What you will do » Present every one of the rows below as a numbered list, omitting any blank lines.

** START Material provided **

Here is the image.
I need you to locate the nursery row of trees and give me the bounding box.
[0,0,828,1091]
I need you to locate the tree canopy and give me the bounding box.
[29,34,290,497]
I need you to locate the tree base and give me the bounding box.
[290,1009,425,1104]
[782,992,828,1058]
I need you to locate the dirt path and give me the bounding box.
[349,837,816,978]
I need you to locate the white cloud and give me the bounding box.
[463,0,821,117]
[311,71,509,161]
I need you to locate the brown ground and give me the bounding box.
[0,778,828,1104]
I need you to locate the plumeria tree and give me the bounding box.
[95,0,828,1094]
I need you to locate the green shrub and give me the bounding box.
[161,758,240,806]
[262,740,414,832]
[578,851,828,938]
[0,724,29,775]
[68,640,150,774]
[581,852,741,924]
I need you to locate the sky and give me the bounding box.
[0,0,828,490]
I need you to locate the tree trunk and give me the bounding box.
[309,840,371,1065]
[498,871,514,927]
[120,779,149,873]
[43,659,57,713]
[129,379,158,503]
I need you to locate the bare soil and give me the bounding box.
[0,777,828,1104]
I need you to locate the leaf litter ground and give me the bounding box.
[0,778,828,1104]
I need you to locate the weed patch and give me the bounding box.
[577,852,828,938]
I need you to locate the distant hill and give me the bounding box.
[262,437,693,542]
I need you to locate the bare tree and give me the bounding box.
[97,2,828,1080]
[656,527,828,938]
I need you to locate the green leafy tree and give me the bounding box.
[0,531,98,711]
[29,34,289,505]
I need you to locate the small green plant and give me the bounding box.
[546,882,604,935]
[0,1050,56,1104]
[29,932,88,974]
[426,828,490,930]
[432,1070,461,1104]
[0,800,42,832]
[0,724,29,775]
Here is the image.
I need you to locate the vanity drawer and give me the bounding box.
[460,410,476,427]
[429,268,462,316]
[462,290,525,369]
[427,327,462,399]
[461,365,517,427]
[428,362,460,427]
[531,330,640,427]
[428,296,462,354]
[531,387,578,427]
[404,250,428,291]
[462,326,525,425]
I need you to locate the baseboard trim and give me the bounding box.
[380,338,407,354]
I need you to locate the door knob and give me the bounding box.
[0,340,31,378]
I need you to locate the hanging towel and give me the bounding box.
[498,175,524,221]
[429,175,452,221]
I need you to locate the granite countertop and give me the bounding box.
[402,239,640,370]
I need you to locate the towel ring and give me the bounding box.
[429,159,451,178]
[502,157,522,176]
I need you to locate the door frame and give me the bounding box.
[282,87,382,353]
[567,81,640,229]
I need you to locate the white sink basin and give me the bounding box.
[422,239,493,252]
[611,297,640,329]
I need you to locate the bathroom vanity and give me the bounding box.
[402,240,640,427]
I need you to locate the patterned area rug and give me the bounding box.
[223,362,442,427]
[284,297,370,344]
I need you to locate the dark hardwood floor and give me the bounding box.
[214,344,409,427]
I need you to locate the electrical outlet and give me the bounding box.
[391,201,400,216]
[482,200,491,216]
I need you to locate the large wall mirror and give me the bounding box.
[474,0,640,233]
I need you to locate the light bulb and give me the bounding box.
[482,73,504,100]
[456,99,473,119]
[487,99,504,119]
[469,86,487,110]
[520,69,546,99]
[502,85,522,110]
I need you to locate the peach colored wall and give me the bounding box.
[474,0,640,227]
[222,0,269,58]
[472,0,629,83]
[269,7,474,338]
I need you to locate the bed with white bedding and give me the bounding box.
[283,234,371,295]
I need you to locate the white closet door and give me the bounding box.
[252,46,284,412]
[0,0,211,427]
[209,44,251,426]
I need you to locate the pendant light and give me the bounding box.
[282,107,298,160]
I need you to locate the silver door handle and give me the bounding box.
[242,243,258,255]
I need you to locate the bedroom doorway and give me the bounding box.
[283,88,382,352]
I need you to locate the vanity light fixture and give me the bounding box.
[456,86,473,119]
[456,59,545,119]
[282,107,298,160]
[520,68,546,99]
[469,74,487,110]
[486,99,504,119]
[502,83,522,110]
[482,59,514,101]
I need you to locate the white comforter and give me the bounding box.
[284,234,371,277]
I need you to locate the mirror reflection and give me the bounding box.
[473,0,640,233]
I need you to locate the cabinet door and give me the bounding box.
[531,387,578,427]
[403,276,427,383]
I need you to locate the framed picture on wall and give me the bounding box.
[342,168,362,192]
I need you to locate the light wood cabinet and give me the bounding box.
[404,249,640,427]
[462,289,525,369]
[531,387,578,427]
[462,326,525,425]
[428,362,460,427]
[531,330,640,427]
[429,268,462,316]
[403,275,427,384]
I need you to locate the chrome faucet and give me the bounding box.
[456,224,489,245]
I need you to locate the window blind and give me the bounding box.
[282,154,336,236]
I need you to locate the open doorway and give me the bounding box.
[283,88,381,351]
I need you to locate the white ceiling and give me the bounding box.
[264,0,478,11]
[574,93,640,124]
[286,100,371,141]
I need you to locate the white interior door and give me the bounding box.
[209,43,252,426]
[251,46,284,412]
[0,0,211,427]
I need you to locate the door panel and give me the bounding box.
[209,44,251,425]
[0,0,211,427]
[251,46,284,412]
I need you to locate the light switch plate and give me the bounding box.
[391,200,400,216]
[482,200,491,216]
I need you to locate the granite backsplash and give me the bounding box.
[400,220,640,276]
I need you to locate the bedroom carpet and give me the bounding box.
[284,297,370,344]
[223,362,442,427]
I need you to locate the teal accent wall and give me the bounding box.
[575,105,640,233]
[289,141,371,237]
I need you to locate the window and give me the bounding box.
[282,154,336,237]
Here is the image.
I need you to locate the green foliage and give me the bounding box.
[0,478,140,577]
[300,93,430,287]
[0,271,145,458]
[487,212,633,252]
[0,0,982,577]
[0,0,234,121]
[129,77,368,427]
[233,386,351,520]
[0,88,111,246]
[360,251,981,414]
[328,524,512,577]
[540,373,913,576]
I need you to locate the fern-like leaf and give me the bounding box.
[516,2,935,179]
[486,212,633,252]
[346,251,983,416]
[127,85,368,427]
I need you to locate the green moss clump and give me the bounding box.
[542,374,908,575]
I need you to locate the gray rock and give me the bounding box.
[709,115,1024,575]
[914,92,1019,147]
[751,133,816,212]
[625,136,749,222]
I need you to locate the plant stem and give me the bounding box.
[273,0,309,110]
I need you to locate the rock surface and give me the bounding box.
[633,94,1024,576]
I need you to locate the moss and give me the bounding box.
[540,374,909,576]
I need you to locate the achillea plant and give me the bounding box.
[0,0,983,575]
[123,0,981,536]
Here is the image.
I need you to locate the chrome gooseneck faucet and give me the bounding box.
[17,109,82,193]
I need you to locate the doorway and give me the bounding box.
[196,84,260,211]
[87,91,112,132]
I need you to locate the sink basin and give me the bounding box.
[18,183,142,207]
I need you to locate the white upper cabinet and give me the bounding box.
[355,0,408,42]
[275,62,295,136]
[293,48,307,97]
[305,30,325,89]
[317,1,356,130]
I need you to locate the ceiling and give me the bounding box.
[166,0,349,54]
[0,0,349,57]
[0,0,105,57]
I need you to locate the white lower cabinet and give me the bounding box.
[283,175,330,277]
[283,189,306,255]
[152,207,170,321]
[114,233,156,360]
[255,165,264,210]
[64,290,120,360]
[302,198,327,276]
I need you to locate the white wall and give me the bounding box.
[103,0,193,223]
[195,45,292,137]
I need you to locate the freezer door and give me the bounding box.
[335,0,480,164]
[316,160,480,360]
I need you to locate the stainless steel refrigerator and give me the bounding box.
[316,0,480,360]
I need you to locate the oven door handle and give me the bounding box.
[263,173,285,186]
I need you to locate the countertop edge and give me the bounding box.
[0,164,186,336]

** END Material provided **

Exercise solution »
1. Here is the image.
2. I need you to locate the nursery row of trees and give me the bounding box.
3. [0,0,828,1091]
4. I need you to locate the tree canopy and give me the bounding box.
5. [29,34,290,497]
6. I need you to locate the tree base and give me the bounding box.
7. [290,1009,425,1104]
8. [782,992,828,1058]
9. I need you to locate the dirt path and give me the bounding box.
10. [349,837,816,978]
11. I need you to locate the white cloud and give me the bounding box.
12. [463,0,821,117]
13. [311,71,509,161]
14. I need you to locate the brown ground and give me the bounding box.
15. [0,778,828,1104]
16. I need you to locate the plumeria tree and give me the bounding box.
17. [95,0,828,1094]
18. I need you to locate the green shrub and give me the bounding box.
19. [161,758,240,806]
20. [262,740,414,832]
21. [578,851,828,938]
22. [0,724,29,775]
23. [68,640,150,774]
24. [581,852,741,924]
25. I need you to locate the sky and give me the bounding box.
26. [0,0,828,490]
27. I need you to locate the tree trunk and give me the bounding box.
28. [309,840,371,1065]
29. [498,871,514,927]
30. [120,779,149,873]
31. [43,659,57,713]
32. [129,379,158,503]
33. I need you to locate the bare soil and give me the bounding box.
34. [0,777,828,1104]
35. I need you to locate the leaf litter ground and give me the bounding box.
36. [0,778,828,1104]
37. I need you to locate the weed patch and give me the bounding box.
38. [577,852,828,938]
39. I need you to locate the distant hill and give me the bounding box.
40. [262,437,693,542]
41. I need you to locate the bare tree and give me the bounding box.
42. [97,2,828,1080]
43. [656,527,828,938]
44. I need you to locate the green leafy tree and give me the bounding box.
45. [0,531,98,711]
46. [29,34,289,505]
47. I need you to locate the small green plant and give me the bounding box.
48. [546,882,604,935]
49. [0,1050,56,1104]
50. [29,932,88,974]
51. [426,828,490,930]
52. [432,1070,461,1104]
53. [0,800,42,832]
54. [0,724,29,775]
55. Here is the image.
56. I need you to locate the vanity drawer and give me the bounding box.
57. [460,410,476,427]
58. [429,268,462,316]
59. [462,290,525,369]
60. [427,327,462,399]
61. [461,365,517,427]
62. [428,362,460,427]
63. [531,330,640,427]
64. [428,296,462,354]
65. [531,387,578,427]
66. [404,250,428,291]
67. [462,326,525,425]
68. I need you to locate the baseboard trim and give me the bounding box.
69. [380,338,407,354]
70. I need you to locate the door knob and give me the bounding box.
71. [0,340,31,378]
72. I need you to locate the hanging towel and give me the bounding box.
73. [498,175,524,221]
74. [429,175,452,221]
75. I need you to locate the granite countertop and give me the bounding box.
76. [402,239,640,370]
77. I need you to locate the towel ring and give me the bounding box.
78. [429,159,451,178]
79. [502,157,522,176]
80. I need you to locate the door frame and give me the bounding box.
81. [282,87,382,353]
82. [567,81,640,229]
83. I need you to locate the white sink basin and give me the bounding box.
84. [422,239,493,252]
85. [611,297,640,329]
86. I need you to locate the bathroom vanity and give me the bounding box.
87. [402,240,640,427]
88. I need you to locate the patterned area rug and give me the bounding box.
89. [223,362,442,427]
90. [284,297,370,344]
91. I need you to locate the dark hardwood floor and give me the bounding box.
92. [214,344,409,427]
93. I need you to locate the electrical outlet and give me the bounding box.
94. [391,201,400,216]
95. [482,200,491,216]
96. I need you to locate the large wall mirror and give me the bounding box.
97. [474,0,640,233]
98. I need you to locate the light bulb and give me the bounding box.
99. [482,73,504,100]
100. [456,99,473,119]
101. [487,99,504,119]
102. [469,86,487,110]
103. [520,69,546,99]
104. [502,85,522,110]
105. I need you to locate the peach colored wall and give me the bounding box.
106. [474,0,640,227]
107. [222,0,269,58]
108. [472,0,629,83]
109. [269,7,474,338]
110. I need you to locate the bed with white bedding and give me the bounding box.
111. [283,234,371,295]
112. I need you to locate the white closet door and give me the bounding box.
113. [252,46,284,412]
114. [0,0,211,427]
115. [209,44,251,426]
116. I need you to locate the pendant light and give me the bounding box.
117. [282,107,298,160]
118. I need you to locate the silver door handle and give me the bounding box.
119. [242,243,258,255]
120. I need you to locate the bedroom doorway and give me the bounding box.
121. [283,88,382,352]
122. I need you to locate the vanity light fixture and give me the bounding box.
123. [456,86,473,119]
124. [456,59,545,119]
125. [282,107,298,160]
126. [520,68,546,99]
127. [469,74,487,110]
128. [486,99,504,119]
129. [502,83,522,110]
130. [482,59,514,101]
131. I need you to locate the white comforter and give me the bounding box.
132. [284,234,371,277]
133. I need you to locate the mirror reflection and give me the bounding box.
134. [473,0,640,233]
135. I need you to locate the cabinet door and give me the bounding box.
136. [531,387,578,427]
137. [403,276,427,383]
138. I need you to locate the framed picture on wall and give me the bounding box.
139. [342,168,362,192]
140. I need you to locate the light wood cabinet and give me the bounding box.
141. [404,249,640,427]
142. [462,289,525,369]
143. [531,387,578,427]
144. [462,326,525,425]
145. [428,362,460,427]
146. [531,330,640,427]
147. [429,268,462,316]
148. [403,275,427,384]
149. I need you to locate the chrome faucet and give me the bounding box.
150. [456,224,489,245]
151. I need you to locate the window blind and give me the bounding box.
152. [282,154,336,236]
153. I need you to locate the open doorway and give me the bounding box.
154. [283,88,381,351]
155. I need you to locate the white ceiling and give me the bounding box.
156. [264,0,478,11]
157. [574,93,640,124]
158. [286,100,371,141]
159. I need you to locate the white interior door and give me the bounding box.
160. [209,43,252,426]
161. [251,46,284,412]
162. [0,0,211,427]
163. I need you to locate the door panel and give me the bounding box.
164. [209,44,251,425]
165. [0,0,211,427]
166. [251,46,284,412]
167. I need you to locate the light switch plate and give me the bounding box.
168. [391,200,400,216]
169. [482,200,491,216]
170. I need you to locate the granite backsplash and give me the bounding box.
171. [400,220,640,276]
172. I need you to locate the bedroom carpet and give me the bounding box.
173. [284,297,370,344]
174. [223,362,442,427]
175. I need you to locate the teal accent wall and give me the bounding box.
176. [575,105,640,233]
177. [289,141,371,237]
178. I need you to locate the window and give me the bounding box.
179. [282,154,336,237]
180. Here is the image.
181. I need you to locate the green foliage and give me the bounding box.
182. [0,478,140,577]
183. [300,93,430,287]
184. [0,271,145,458]
185. [487,212,633,252]
186. [0,0,982,577]
187. [0,0,234,121]
188. [129,77,368,427]
189. [233,386,351,520]
190. [0,88,111,246]
191. [360,251,981,414]
192. [328,524,512,577]
193. [540,373,913,576]
194. I need you to locate the fern-like leaf and give me the bounding box.
195. [516,2,935,179]
196. [486,212,633,252]
197. [346,251,983,416]
198. [127,85,368,427]
199. I need you to locate the green moss clump and give me the bounding box.
200. [542,374,908,575]
201. I need you to locate the gray rock and give me the bounding box.
202. [709,115,1024,575]
203. [914,92,1019,147]
204. [751,133,816,212]
205. [625,136,749,222]
206. I need you to locate the plant stem and give me the bounding box.
207. [273,0,309,110]
208. I need you to locate the rock surface and give me the bounding box.
209. [633,94,1024,576]
210. I need you to locate the moss and give me the bounding box.
211. [540,374,909,576]
212. I need you to locate the achillea plant and give me the bounding box.
213. [0,0,983,575]
214. [123,0,981,536]
215. Here is the image.
216. I need you to locate the chrome gooseneck faucet and give me the bounding box.
217. [17,109,82,193]
218. I need you to locate the doorway and give me the bounding box.
219. [196,84,260,211]
220. [87,91,112,132]
221. I need you to locate the sink basin and give me the bounding box.
222. [18,183,142,207]
223. I need you to locate the white upper cabinet and give me the bounding box.
224. [355,0,408,42]
225. [275,62,295,136]
226. [293,48,307,97]
227. [305,30,325,89]
228. [317,1,356,130]
229. I need you to locate the ceiling and give me the bounding box.
230. [166,0,349,54]
231. [0,0,349,57]
232. [0,0,105,57]
233. I need you to locate the white lower cabinet and give me the bounding box.
234. [283,175,330,277]
235. [283,189,306,255]
236. [152,207,170,321]
237. [114,233,156,360]
238. [255,165,264,210]
239. [64,290,120,360]
240. [302,198,327,276]
241. I need you to locate the white wall and give me the bounding box.
242. [103,0,193,223]
243. [195,45,292,137]
244. I need you to locate the freezer door and give me the bounding box.
245. [335,0,480,164]
246. [316,160,480,360]
247. I need you to locate the stainless steel refrigerator and give me the bounding box.
248. [316,0,480,360]
249. I need you to locate the oven door handle and give me the bounding box.
250. [263,173,285,186]
251. I need you to locate the countertop edge and give me the bounding box.
252. [0,164,186,336]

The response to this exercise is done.